Brief ▸
Be exact. Print each record as it stands.

Data to examine ▸
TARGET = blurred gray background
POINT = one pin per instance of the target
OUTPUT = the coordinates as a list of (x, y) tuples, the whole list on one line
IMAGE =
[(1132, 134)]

Response to this task ▸
TARGET = blurred gray background
POINT = one pin per instance of the target
OUTPUT = the coordinates as a list of (x, y) tuples, the whole list on one line
IMAGE =
[(1132, 134)]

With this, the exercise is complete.